EJERCICIO ESCRITO:
Copia completo y sin ningún cambio el fragmento sobre la realidad en la literatura.

FRAGMENTO PROPORCIONADO:
>>>

Aproximaciones al terreno de la realidad
Queridos estudiantes, nuestra primera unidad de este año se llama:
Aproximaciones al terreno de la realidad en la literatura. Me gustaría
decirles, en primer lugar, que nuestra materia es muy interesante porque la
Literatura tiene la particularidad de abordar distintos temas a partir de lo
que llamaremos ficción. Quiero decir con esto que, no importa si el cuento es
más realista que otro, siempre se debe leer y trabajar a partir de la ficción.
Les pido por favor que leamos atentamente los siguientes conceptos que
nos servirán para adentrarnos en nuestra materia.
¿Qué es la Literatura?
La literatura es un producto de la creación humana y no está exenta de
las transformaciones históricas y sociales que vive la humanidad. A lo largo de
la historia y desde los primeros relatos orales, la idea de literatura y la
certeza sobre qué textos podían considerarse literarios se fueron modificando.
Hoy en día, cuando nos preguntaos qué características comparten los
textos a los que llamamos literatura, posiblemente pensemos en autores,
personajes, en un uso particular del lenguaje, en ficción. Pero estas nociones
no siempre sirvieron para definir a un texto como literario.

<<<

DATOS PROPORCIONADOS:
>>>

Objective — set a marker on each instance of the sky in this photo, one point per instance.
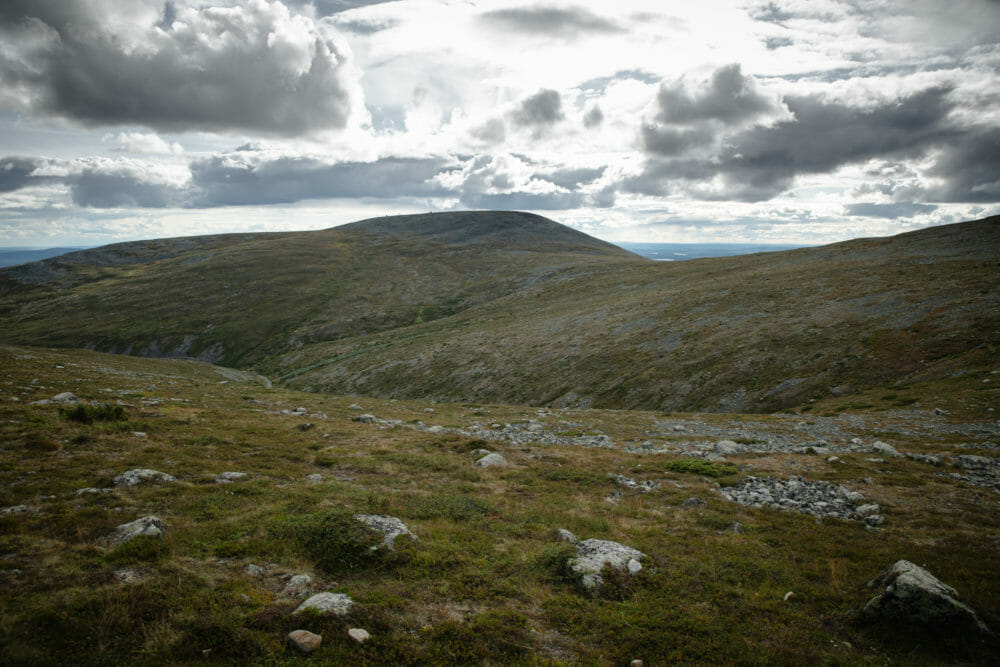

<<<

RESPUESTA ESCRITA:
Aproximaciones al terreno de la realidad
Queridos estudiantes, nuestra primera unidad de este año se llama:
Aproximaciones al terreno de la realidad en la literatura. Me gustaría
decirles, en primer lugar, que nuestra materia es muy interesante porque la
Literatura tiene la particularidad de abordar distintos temas a partir de lo
que llamaremos ficción. Quiero decir con esto que, no importa si el cuento es
más realista que otro, siempre se debe leer y trabajar a partir de la ficción.
Les pido por favor que leamos atentamente los siguientes conceptos que
nos servirán para adentrarnos en nuestra materia.
¿Qué es la Literatura?
La literatura es un producto de la creación humana y no está exenta de
las transformaciones históricas y sociales que vive la humanidad. A lo largo de
la historia y desde los primeros relatos orales, la idea de literatura y la
certeza sobre qué textos podían considerarse literarios se fueron modificando.
Hoy en día, cuando nos preguntaos qué características comparten los
textos a los que llamamos literatura, posiblemente pensemos en autores,
personajes, en un uso particular del lenguaje, en ficción. Pero estas nociones
no siempre sirvieron para definir a un texto como literario.